(Annotated photo localization data)

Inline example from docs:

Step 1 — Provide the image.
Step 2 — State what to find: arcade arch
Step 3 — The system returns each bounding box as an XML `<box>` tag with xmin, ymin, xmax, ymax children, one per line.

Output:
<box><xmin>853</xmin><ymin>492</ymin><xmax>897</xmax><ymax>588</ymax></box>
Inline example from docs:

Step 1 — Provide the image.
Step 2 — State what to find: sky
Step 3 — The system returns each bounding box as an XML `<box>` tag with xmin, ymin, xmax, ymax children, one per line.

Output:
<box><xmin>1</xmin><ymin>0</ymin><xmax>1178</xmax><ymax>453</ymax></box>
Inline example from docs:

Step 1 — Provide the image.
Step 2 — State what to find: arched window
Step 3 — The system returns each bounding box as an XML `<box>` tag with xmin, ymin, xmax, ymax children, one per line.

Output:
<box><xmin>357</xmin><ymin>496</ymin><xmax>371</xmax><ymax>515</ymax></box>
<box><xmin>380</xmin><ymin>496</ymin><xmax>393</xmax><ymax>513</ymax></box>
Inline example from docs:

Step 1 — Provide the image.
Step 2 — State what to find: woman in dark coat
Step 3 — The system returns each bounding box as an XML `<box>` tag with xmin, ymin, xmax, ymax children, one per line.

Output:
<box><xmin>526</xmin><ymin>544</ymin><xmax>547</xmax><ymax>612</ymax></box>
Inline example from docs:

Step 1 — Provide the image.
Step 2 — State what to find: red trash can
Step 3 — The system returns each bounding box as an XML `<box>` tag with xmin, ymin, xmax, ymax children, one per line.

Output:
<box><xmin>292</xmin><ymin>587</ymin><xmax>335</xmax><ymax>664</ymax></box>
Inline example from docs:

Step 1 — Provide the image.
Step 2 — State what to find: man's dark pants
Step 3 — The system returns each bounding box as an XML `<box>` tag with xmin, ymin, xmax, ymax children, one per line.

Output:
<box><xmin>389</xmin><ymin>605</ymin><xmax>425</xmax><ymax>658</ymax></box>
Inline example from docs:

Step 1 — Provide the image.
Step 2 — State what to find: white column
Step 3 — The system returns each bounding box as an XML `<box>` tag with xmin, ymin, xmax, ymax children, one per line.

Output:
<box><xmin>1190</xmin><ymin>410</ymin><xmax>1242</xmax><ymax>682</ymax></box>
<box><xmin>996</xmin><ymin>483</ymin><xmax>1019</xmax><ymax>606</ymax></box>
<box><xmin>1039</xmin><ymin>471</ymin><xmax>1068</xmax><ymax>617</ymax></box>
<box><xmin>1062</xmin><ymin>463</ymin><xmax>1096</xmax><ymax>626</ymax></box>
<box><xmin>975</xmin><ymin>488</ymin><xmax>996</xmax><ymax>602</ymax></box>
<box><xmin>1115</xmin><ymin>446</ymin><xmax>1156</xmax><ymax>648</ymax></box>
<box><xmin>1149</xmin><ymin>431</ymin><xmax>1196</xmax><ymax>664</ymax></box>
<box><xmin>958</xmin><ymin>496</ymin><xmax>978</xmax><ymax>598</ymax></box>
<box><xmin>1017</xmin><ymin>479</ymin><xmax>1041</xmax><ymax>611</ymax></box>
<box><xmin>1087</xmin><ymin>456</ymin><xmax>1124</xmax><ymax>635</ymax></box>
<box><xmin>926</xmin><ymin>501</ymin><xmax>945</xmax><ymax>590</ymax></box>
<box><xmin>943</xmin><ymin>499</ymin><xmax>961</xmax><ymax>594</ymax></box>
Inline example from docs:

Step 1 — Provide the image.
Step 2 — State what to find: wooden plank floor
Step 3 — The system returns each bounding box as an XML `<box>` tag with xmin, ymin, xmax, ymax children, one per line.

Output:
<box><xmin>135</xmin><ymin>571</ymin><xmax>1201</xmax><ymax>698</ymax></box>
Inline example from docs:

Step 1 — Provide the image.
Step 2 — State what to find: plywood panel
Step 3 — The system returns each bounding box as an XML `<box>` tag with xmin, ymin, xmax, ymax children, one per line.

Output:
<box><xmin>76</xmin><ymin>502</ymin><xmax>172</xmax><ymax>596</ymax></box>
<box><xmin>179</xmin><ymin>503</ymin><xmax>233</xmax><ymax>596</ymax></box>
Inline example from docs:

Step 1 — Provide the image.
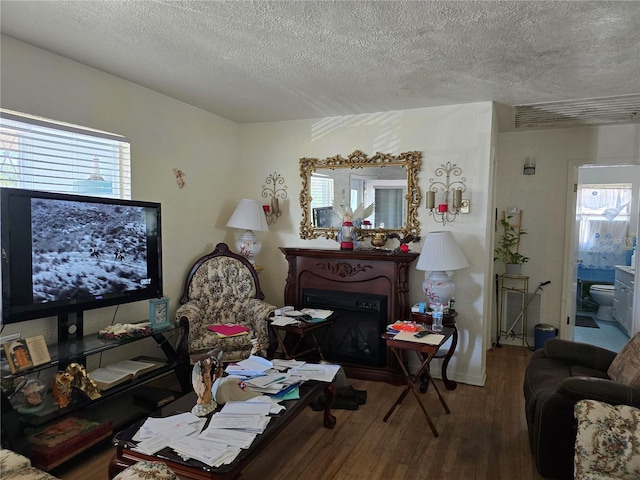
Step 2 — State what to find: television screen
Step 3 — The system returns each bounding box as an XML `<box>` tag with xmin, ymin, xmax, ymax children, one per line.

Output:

**WORK INSTRUCTION:**
Without any of its images, the data above should be returned exactly.

**REPLY TO THE EXERCISE:**
Inline example from docs:

Step 1 — Provide the image.
Step 2 — State what to find: arcade arch
Step 3 — The system returns each bounding box as an XML `<box>` tag with xmin, ymin, xmax, ymax children, one per line.

Output:
<box><xmin>853</xmin><ymin>492</ymin><xmax>897</xmax><ymax>588</ymax></box>
Inline example from docs:

Step 1 — Provide the image.
Step 2 — State what to find: sky
Step 3 — The system returns each bounding box as an XML `<box>` tag with xmin, ymin, xmax, ymax children, one per line.

Output:
<box><xmin>1</xmin><ymin>0</ymin><xmax>1178</xmax><ymax>453</ymax></box>
Inline example from docs:

Step 1 — Provide the image.
Step 2 — State what to find: arched window
Step 3 — The system returns each bounding box as an XML `<box>` tag with xmin, ymin, xmax, ymax children, one per line.

Output:
<box><xmin>357</xmin><ymin>496</ymin><xmax>371</xmax><ymax>515</ymax></box>
<box><xmin>380</xmin><ymin>496</ymin><xmax>393</xmax><ymax>513</ymax></box>
Inline example from docs:

Step 1 — Provide the image.
Step 2 — State what to find: woman in dark coat
Step 3 — The system returns each bounding box as an XML `<box>` tag with xmin, ymin, xmax, ymax children, one per line.

Output:
<box><xmin>526</xmin><ymin>544</ymin><xmax>547</xmax><ymax>612</ymax></box>
Inline example from docs:

Step 1 — Provide the image.
Step 2 — State what to find: red trash can
Step 3 — The system returns each bounding box as an XML `<box>` tag with xmin, ymin, xmax, ymax children, one per line.

Output:
<box><xmin>292</xmin><ymin>587</ymin><xmax>335</xmax><ymax>664</ymax></box>
Inline example from docs:

Step 1 — Provide the image.
Step 2 — State what to find: man's dark pants
Step 3 — The system returns each bounding box as an XML `<box>` tag with xmin, ymin, xmax, ymax children, one per line.

Output:
<box><xmin>389</xmin><ymin>605</ymin><xmax>425</xmax><ymax>658</ymax></box>
Inline example from docs:

Step 1 — Provide the image.
Step 2 — State what to find: white column
Step 3 — The system returns each bounding box as an XML `<box>` tag with xmin, ymin, xmax, ymax children, one per line.

Output:
<box><xmin>1190</xmin><ymin>410</ymin><xmax>1242</xmax><ymax>682</ymax></box>
<box><xmin>996</xmin><ymin>483</ymin><xmax>1019</xmax><ymax>606</ymax></box>
<box><xmin>1039</xmin><ymin>471</ymin><xmax>1068</xmax><ymax>617</ymax></box>
<box><xmin>1062</xmin><ymin>463</ymin><xmax>1096</xmax><ymax>626</ymax></box>
<box><xmin>975</xmin><ymin>488</ymin><xmax>996</xmax><ymax>602</ymax></box>
<box><xmin>1115</xmin><ymin>446</ymin><xmax>1156</xmax><ymax>648</ymax></box>
<box><xmin>1149</xmin><ymin>431</ymin><xmax>1196</xmax><ymax>664</ymax></box>
<box><xmin>958</xmin><ymin>496</ymin><xmax>978</xmax><ymax>598</ymax></box>
<box><xmin>1017</xmin><ymin>479</ymin><xmax>1041</xmax><ymax>611</ymax></box>
<box><xmin>1087</xmin><ymin>456</ymin><xmax>1124</xmax><ymax>635</ymax></box>
<box><xmin>926</xmin><ymin>501</ymin><xmax>945</xmax><ymax>590</ymax></box>
<box><xmin>943</xmin><ymin>499</ymin><xmax>961</xmax><ymax>594</ymax></box>
Inline example from docs:

Step 1 — Provide the image.
Step 2 — State what to find: wooden plank floor
Step 3 — The system returns each bounding box as an XML `<box>` tag with xmin, ymin, xmax, ymax children, one per line.

Output:
<box><xmin>135</xmin><ymin>571</ymin><xmax>1201</xmax><ymax>698</ymax></box>
Inline example from docs:

Step 1 — Provide the image.
Step 2 — State what to find: plywood panel
Step 3 — The system returns each bounding box as an XML `<box>` tag with xmin, ymin, xmax, ymax children, one per line.

Output:
<box><xmin>76</xmin><ymin>502</ymin><xmax>172</xmax><ymax>596</ymax></box>
<box><xmin>179</xmin><ymin>503</ymin><xmax>233</xmax><ymax>596</ymax></box>
Inline example from docs:

Step 1 — Provide the image.
Step 2 — State what to find: television screen
Step 3 — The system returns each bounding box as an XML `<box>` tag with xmin, ymin, xmax, ymax children, one per line.

Output:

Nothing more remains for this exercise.